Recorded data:
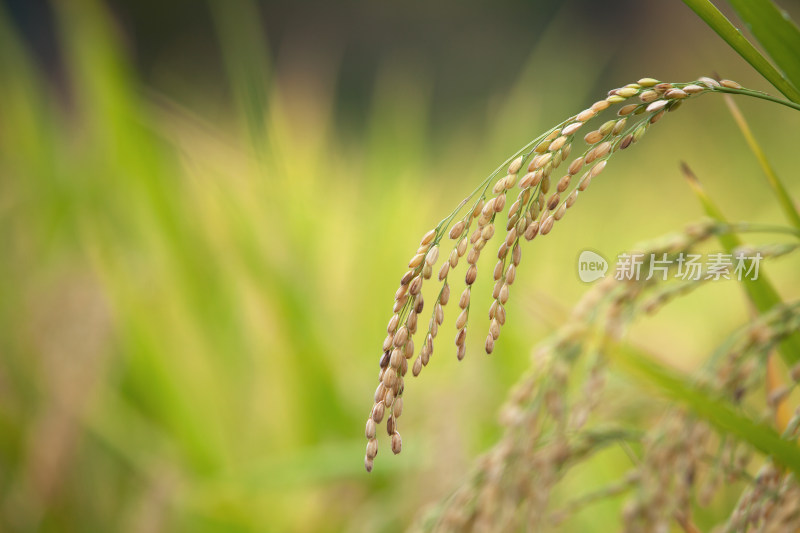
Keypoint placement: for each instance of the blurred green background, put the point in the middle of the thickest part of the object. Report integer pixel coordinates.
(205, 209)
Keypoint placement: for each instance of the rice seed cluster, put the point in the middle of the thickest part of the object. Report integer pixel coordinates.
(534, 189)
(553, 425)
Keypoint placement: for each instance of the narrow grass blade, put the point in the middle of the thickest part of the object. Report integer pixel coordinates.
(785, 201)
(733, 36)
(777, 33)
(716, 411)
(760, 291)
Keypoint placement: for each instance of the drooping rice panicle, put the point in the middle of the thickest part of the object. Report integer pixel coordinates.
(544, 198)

Aim of the exercise: In the copy, include no pictures; transcribe every record above verbatim.

Answer to this exercise:
Keypoint placement: for each instance of the blurred green background, put the point in the middle of the thickest part of the object. Report integer pixel coordinates.
(205, 209)
Keypoint placement: for each instance of the rice seed cluster, put the point in the middle of the thickest part of the object. Report integer pixel coordinates.
(534, 189)
(553, 425)
Keypoint placement: for each instance of the narrow grass blade, put the point in the middle of the thickest part of the object. Report integer pixel coordinates.
(785, 201)
(733, 36)
(777, 33)
(716, 411)
(760, 291)
Keypoint placement: for each instance of the drooping rice panicle, put the point in the middle of the thickest part of the object. Report integer pixel coordinates.
(544, 198)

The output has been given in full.